[What you need to do]
How many lines in the rows below contain the word "then"? Reply with the number only.

◆ ◆ ◆ ◆

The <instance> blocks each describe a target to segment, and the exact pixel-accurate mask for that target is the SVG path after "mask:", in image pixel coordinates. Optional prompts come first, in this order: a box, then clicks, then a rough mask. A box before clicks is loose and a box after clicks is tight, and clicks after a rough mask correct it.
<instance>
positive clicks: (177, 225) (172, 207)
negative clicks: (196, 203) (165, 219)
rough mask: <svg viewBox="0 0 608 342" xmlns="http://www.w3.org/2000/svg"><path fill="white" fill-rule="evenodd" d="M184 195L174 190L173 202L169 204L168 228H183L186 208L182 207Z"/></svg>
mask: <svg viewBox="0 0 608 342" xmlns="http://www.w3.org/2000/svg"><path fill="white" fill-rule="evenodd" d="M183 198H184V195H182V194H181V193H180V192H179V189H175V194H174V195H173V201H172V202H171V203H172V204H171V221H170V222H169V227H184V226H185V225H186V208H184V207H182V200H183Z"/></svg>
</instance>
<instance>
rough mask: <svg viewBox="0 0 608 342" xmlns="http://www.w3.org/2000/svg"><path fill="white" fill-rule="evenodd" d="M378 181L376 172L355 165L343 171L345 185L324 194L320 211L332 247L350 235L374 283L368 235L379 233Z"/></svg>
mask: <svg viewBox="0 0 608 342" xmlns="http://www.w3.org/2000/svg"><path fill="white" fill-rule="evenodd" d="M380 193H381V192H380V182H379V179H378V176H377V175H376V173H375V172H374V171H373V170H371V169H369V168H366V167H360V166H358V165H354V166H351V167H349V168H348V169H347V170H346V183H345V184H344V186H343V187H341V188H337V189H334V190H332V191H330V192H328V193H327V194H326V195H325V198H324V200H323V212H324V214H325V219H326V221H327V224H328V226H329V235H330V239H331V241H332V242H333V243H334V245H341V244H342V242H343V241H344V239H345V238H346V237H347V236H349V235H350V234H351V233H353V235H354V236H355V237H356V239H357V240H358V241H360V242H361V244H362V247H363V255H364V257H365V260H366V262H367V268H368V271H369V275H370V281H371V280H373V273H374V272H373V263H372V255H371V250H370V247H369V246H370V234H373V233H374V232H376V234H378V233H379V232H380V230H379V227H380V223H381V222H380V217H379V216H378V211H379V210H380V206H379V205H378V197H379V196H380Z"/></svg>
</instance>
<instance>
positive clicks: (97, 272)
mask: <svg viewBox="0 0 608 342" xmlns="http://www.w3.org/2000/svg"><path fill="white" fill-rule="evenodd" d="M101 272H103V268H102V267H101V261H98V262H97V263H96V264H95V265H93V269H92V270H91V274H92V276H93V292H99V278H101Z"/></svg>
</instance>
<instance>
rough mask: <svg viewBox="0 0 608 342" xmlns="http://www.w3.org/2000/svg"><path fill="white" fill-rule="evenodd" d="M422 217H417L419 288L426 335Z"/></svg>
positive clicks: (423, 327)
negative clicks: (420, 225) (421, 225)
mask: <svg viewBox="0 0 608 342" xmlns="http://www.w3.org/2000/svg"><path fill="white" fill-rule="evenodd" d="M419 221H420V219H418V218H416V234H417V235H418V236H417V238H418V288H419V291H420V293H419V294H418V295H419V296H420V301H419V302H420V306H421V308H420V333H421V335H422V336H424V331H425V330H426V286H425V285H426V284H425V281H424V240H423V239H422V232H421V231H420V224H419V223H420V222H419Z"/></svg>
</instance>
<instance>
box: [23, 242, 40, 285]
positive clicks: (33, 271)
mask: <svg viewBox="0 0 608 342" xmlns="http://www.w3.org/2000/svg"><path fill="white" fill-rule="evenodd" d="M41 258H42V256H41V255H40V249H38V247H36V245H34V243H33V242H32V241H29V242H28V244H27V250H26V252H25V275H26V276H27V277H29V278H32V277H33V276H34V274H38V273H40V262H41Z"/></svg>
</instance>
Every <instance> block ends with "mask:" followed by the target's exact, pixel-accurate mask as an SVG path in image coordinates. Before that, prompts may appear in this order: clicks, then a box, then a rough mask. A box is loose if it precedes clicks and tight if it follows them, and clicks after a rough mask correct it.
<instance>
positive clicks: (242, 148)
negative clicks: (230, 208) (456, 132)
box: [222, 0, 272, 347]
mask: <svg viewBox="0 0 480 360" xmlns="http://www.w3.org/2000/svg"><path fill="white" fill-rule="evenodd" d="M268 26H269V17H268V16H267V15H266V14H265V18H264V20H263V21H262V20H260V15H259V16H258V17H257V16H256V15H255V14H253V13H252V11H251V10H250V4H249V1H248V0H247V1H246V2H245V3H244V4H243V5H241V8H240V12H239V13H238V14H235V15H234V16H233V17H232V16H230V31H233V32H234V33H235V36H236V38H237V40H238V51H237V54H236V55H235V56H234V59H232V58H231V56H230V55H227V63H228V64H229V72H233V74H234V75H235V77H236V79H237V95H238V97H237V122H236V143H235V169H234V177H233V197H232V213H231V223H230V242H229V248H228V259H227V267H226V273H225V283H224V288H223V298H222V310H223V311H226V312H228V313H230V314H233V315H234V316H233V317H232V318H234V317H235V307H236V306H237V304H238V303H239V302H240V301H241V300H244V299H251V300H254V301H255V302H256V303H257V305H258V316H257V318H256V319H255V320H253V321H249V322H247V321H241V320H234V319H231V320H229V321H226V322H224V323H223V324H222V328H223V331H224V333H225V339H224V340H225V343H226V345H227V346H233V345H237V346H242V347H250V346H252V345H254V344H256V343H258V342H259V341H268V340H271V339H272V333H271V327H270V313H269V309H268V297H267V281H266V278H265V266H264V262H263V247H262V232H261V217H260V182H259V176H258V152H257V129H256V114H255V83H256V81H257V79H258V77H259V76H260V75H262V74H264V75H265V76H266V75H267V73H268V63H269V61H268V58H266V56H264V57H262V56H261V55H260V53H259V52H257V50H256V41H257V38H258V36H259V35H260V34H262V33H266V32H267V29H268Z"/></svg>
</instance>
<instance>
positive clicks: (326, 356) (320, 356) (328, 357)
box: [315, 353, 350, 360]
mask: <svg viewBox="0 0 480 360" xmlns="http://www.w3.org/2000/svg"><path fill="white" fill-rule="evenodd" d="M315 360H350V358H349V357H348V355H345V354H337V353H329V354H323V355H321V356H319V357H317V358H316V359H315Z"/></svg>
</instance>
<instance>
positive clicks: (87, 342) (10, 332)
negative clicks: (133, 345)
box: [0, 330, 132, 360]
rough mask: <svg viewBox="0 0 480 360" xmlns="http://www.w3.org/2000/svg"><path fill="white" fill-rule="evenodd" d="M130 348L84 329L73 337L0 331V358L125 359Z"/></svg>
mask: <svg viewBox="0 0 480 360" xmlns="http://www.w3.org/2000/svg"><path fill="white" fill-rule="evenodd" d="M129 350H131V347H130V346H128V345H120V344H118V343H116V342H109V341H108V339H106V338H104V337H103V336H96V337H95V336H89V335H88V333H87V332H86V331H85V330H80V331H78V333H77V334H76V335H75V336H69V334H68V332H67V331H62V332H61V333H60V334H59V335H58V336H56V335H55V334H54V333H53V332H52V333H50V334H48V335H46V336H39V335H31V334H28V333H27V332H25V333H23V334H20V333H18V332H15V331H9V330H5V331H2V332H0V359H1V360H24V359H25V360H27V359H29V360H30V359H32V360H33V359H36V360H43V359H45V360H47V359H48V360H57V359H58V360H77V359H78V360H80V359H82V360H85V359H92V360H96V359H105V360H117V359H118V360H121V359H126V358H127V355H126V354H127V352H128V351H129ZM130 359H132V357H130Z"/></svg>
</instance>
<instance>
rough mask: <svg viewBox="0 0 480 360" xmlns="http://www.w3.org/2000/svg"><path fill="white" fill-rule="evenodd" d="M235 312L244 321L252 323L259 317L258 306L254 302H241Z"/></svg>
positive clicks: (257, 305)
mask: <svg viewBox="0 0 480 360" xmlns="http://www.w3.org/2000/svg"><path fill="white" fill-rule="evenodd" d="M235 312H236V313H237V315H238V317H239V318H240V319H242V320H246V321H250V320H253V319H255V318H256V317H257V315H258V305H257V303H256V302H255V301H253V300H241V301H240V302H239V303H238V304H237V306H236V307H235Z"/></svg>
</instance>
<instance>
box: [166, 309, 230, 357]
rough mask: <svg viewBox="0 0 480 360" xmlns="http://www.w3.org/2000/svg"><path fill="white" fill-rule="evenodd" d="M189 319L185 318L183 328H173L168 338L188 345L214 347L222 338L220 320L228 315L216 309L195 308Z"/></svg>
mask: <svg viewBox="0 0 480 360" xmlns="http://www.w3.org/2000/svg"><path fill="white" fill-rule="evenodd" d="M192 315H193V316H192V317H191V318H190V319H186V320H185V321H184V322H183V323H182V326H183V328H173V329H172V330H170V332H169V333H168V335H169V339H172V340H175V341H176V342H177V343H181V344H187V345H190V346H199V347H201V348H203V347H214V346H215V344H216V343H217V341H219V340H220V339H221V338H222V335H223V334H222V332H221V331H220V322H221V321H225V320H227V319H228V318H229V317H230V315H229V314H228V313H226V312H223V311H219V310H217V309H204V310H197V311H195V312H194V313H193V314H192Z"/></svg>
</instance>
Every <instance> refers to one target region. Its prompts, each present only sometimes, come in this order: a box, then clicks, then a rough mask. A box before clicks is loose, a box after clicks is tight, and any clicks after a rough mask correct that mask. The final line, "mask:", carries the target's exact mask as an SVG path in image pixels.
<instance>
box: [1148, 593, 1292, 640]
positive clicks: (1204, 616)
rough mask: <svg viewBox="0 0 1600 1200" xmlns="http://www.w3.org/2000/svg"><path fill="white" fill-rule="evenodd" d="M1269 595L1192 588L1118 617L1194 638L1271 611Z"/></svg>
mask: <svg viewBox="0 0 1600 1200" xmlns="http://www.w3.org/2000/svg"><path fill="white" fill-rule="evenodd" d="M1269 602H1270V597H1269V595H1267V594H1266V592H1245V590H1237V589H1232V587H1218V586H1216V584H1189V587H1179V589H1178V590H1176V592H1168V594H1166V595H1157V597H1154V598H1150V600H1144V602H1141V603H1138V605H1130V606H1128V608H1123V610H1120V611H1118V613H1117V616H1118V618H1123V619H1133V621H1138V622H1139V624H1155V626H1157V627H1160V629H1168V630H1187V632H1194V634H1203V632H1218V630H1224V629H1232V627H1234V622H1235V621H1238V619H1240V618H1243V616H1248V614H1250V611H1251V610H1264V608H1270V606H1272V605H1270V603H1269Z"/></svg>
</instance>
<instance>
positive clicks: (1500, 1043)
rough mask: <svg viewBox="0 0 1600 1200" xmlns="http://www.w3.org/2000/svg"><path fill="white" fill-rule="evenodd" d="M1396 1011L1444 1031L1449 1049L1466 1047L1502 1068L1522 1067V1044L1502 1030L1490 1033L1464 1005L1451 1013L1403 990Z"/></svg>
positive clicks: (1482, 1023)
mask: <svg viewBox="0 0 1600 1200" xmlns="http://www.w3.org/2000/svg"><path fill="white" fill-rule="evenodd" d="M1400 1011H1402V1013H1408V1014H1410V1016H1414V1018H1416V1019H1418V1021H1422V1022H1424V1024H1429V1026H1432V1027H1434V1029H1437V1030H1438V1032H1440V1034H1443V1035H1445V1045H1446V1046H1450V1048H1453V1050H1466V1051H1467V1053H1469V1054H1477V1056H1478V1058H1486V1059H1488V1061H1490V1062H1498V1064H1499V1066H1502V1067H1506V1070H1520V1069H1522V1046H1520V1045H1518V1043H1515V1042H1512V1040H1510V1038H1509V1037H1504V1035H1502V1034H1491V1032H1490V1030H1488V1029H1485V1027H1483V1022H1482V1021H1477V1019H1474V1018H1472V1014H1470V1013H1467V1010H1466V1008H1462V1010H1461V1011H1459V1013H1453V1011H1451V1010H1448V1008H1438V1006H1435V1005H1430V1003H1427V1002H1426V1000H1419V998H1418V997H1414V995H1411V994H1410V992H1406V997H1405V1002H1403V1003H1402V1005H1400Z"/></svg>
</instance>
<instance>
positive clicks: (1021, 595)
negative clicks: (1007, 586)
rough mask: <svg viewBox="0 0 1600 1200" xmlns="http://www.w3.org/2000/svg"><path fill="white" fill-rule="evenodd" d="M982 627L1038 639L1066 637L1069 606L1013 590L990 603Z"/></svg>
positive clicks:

◆ ◆ ◆ ◆

[Completed exercise]
3